Stored items
[Start]
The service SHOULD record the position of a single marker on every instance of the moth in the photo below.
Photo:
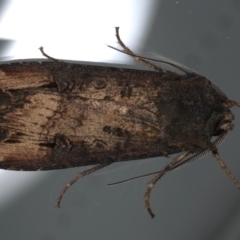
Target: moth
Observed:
(56, 115)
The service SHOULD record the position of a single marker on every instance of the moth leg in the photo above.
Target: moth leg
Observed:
(47, 56)
(157, 177)
(136, 58)
(225, 168)
(80, 175)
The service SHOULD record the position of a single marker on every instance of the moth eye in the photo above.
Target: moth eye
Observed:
(100, 84)
(218, 132)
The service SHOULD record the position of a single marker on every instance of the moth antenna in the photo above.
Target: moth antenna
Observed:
(47, 56)
(225, 168)
(178, 66)
(158, 177)
(80, 175)
(133, 178)
(136, 58)
(143, 60)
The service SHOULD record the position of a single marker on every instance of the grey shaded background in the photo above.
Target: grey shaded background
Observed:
(198, 201)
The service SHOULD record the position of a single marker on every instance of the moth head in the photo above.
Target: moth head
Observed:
(224, 124)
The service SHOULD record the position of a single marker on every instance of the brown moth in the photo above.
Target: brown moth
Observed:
(56, 115)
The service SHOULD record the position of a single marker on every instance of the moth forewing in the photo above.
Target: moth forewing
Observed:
(59, 115)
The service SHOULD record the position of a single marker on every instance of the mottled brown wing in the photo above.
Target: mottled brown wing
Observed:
(59, 115)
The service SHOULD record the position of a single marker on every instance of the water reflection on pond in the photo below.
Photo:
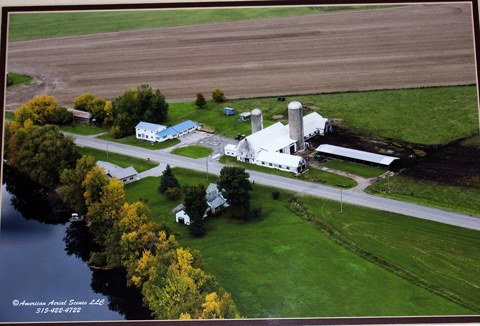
[End]
• _INSTRUCTIONS TO FOLLOW_
List every line from the items above that contains the string "grey", copying each matching line in full.

• _EXERCISE ANSWER_
The service SHOULD record the position of a single marker on every instance of the grey shaded background in the photo above.
Target: grey shaded background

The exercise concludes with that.